Coordinate labeling data:
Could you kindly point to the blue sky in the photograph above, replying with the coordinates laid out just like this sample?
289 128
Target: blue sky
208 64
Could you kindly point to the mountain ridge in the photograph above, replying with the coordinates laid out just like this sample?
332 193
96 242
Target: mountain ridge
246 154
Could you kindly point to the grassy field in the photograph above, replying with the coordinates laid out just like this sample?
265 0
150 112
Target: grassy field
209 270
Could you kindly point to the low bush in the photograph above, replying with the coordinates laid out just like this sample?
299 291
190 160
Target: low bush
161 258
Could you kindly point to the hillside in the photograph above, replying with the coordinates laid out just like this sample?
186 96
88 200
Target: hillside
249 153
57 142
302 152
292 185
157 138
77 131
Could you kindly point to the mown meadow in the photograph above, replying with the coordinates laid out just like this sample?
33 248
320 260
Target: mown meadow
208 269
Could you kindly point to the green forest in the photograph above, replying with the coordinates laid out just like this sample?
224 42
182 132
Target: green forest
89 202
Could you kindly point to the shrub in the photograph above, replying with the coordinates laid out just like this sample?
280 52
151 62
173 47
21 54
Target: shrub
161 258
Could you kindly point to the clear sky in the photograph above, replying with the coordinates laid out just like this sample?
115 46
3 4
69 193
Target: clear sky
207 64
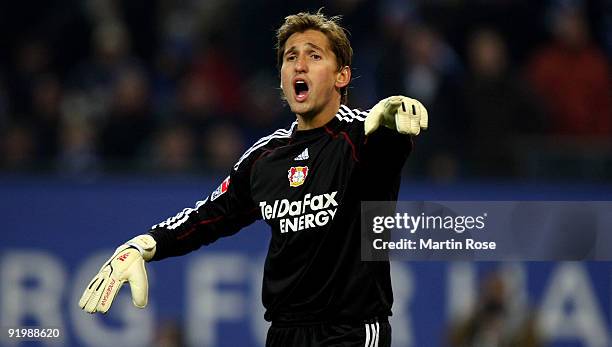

▶ **EXERCISE OBJECTIVE**: Copy every record above word for word, leaving the pictures out.

▶ **EXERCISE RESULT**:
Could you kindly point to the blue sky in the photograph above, replying with the coordinates laid out just like this sample?
289 128
Target: blue sky
208 64
Could you kindly point to the mountain ridge in the photograph above, replying with the coordinates laid out just like this sample?
332 193
96 242
Target: mountain ridge
246 154
Could you kindly point to the grassy field in the photograph above, replying with the coordinates laid out just like this sample?
265 0
150 112
Target: grassy field
209 270
Could you kindly point to the low bush in the photograph above, replying with the coordinates laid out just like this sample?
299 291
190 160
Target: low bush
161 258
Could you kindly point to the hillside in the photograph above, replying with the coordinates laid out just like this sample?
186 96
88 200
Target: hillside
249 153
57 142
302 152
292 185
157 138
77 131
Could you kindly point to the mown meadow in the photograph above, replying with the coordinates laid out just like this sample?
33 248
320 260
Target: mown meadow
208 269
Could you kindly point to the green forest in the photograph above, replying with the coordinates laid out just like this sample?
224 42
182 132
Target: green forest
89 202
Could you kindly point to the shrub in the photograph above, replying with the coordinates laid out just like this sample?
280 52
151 62
173 47
21 54
Target: shrub
161 258
Could you kindly point to the clear sky in the photograph above, replying with the coordinates laid out just like this sample?
115 46
3 4
69 193
Target: clear sky
207 64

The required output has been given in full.